### Text to read
────────

Also, Joppa (and anybody else if they have time), could you please look at our reason for refusal one last time (below) before we submit our online appeal this evening, as we just want to be very sure and thorough and make sure we haven't missed anything else as a potential issue. We were wondering if we should include some photographs of my wife with my daughter (from previous marriage), due to the fact this was mentioned in the letter?
Anyway, here it is again...

Letter 1: Refusal to vary leave to enter or remain and decision to remove
Paragraph D-LTRP.1.3 with reference to R-LTRP.
On 10th September 2013 you were granted limited leave to enter the UK until 10th March 2014.
DECISION TO REFUSE TO VARY LEAVE TO ENTER OR REMAIN
You applied on 26th November 2013 for variation of your leave to enter or remain. That application has been refused. Full details for this decision are provided in the attached letter.
DECISION TO REMOVE
Consideration has also been given to your position in the UK. The Secretary of State has decided that you should be removed from the country by way of directions under Section 47.

Letter 2: REASONS FOR REFUSAL LETTER
On 26 November you applied for further remain on the grounds of marriage.
REFUSAL TO VARY LEAVE
We have considered your application on behalf of the Secretary of State and your application has been refused.
YOU HAVE A RIGHT OF APPEAL AGAINST THIS DECISION - SEE ATTACHED DECISION NOTICE. In refusing your application consideration has been given to your family life under Article 8 which from 9th July 2012 falls under Appenddix FM of the rules.

────────

### Written task 1
Can you reproduce the visa appeal post word for word, from "Letter 2: REASONS" up to and including "of the rules."?
The visa appeal post and the rows are unrelated.

### Data extract
────────

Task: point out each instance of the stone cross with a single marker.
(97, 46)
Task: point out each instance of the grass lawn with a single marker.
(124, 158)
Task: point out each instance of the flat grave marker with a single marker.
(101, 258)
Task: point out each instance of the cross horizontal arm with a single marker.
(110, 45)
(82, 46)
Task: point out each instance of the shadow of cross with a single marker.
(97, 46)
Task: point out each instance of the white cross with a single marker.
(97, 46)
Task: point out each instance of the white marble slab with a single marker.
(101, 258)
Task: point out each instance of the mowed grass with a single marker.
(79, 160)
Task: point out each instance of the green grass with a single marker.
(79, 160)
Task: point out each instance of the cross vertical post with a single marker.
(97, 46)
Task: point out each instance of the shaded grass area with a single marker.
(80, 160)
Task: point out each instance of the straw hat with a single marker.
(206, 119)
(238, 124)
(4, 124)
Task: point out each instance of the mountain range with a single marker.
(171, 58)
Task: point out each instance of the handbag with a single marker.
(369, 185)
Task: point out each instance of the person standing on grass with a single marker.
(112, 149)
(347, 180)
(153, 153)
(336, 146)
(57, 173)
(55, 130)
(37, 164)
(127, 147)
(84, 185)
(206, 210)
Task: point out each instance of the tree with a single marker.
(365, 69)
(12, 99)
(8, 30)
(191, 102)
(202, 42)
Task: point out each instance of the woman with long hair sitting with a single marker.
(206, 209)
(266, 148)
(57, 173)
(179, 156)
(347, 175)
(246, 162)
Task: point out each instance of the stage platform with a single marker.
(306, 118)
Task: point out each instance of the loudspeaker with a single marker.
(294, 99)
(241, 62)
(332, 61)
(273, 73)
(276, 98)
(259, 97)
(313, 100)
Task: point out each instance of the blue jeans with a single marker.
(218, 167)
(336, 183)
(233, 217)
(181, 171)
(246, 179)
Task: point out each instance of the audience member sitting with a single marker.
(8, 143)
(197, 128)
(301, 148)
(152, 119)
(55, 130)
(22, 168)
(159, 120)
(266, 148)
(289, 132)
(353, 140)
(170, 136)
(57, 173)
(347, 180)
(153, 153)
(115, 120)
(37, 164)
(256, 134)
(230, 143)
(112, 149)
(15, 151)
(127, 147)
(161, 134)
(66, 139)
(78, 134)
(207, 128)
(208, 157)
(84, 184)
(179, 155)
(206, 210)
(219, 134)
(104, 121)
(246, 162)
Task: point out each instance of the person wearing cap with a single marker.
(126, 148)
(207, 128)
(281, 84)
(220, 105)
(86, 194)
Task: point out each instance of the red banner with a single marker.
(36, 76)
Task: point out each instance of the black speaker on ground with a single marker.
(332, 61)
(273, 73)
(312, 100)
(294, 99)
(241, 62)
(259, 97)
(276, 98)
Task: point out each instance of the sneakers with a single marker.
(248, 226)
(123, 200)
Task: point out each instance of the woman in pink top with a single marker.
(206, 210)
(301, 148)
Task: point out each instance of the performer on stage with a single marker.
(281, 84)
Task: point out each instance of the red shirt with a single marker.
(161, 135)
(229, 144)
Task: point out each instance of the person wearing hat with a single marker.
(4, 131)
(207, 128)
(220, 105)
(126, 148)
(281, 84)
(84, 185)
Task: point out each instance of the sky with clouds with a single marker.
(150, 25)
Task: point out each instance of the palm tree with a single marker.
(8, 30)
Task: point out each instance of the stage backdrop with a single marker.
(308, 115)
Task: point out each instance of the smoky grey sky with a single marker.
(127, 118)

────────

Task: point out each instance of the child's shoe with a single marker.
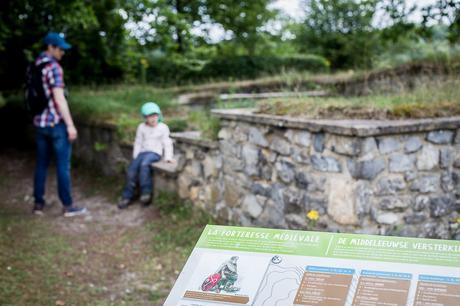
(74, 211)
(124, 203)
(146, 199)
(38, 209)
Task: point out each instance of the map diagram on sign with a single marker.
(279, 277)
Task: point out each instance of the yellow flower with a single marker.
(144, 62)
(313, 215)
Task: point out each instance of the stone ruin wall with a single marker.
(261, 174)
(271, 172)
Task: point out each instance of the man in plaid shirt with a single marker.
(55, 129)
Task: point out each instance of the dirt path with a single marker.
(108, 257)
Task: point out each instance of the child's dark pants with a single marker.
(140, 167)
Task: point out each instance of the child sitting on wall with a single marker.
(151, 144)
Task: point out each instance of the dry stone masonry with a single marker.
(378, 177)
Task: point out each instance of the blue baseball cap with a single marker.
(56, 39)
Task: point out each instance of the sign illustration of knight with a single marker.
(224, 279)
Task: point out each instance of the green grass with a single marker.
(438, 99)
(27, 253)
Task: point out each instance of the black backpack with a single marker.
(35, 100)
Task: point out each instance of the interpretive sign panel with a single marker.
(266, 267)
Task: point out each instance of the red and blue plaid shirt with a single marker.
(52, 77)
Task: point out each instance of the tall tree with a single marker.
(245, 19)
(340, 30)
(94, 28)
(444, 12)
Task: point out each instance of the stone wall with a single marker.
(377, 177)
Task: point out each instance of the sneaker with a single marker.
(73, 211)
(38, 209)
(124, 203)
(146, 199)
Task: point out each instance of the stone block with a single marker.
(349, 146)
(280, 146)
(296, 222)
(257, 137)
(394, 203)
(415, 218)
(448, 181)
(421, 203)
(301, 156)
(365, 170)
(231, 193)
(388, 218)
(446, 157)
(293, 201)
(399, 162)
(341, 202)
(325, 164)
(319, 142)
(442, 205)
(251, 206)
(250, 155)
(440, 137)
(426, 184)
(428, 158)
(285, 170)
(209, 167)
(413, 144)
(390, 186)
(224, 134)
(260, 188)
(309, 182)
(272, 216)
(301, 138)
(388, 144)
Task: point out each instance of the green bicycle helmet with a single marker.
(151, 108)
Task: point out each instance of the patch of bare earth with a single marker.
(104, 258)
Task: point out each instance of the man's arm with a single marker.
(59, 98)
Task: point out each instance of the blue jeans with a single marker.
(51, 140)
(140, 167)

────────

### Written task 2
Which lines in the rows contain the word "cross"? Select every one of them, treating case as significant.

### Worked answer 1
Letter 2: REASONS FOR REFUSAL LETTER
On 26 November you applied for further remain on the grounds of marriage.
REFUSAL TO VARY LEAVE
We have considered your application on behalf of the Secretary of State and your application has been refused.
YOU HAVE A RIGHT OF APPEAL AGAINST THIS DECISION - SEE ATTACHED DECISION NOTICE. In refusing your application consideration has been given to your family life under Article 8 which from 9th July 2012 falls under Appenddix FM of the rules.

### Worked answer 2
Task: point out each instance of the stone cross with a single marker.
Task: point out each instance of the cross horizontal arm with a single marker.
Task: point out each instance of the shadow of cross with a single marker.
Task: point out each instance of the white cross with a single marker.
Task: point out each instance of the cross vertical post with a single marker.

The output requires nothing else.